++++ Data lines

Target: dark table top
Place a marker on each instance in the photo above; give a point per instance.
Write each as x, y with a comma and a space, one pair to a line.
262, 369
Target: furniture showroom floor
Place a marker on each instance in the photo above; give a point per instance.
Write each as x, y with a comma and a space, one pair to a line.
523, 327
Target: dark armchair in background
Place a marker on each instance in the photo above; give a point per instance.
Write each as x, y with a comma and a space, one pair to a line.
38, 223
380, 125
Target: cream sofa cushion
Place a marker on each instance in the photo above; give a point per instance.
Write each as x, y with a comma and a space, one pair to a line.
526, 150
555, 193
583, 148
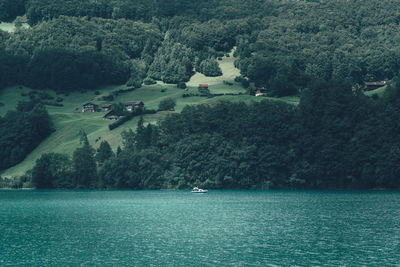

++++++++

Short task →
Format every line of the rows above as a numbered list, skipping blank lines and leaving out the pictures.

The reply →
1. Target: dark table top
2. Place a marker on each instance in the photo above; give a point per instance.
3. Write each as x, y with a comma and a space, one pair to a line.
4. 262, 369
5. Target: furniture showroom floor
6. Place a marker on each instance in the photo above; give a point per instance.
7. Write each as x, y with a comma and a space, one pair to a line.
8. 523, 327
9. Target: dark armchair in background
10. Place a marker on each instance in the photo above; give a point per instance.
11. Write each as x, y with a comma and a space, one pair to a line.
12. 38, 223
13. 380, 125
14. Target: cream sofa cushion
15. Place a marker on each instance in the photo above; give a point per instance.
16. Write each as x, y with a comma and a space, one pair to a line.
17. 526, 150
18. 555, 193
19. 583, 148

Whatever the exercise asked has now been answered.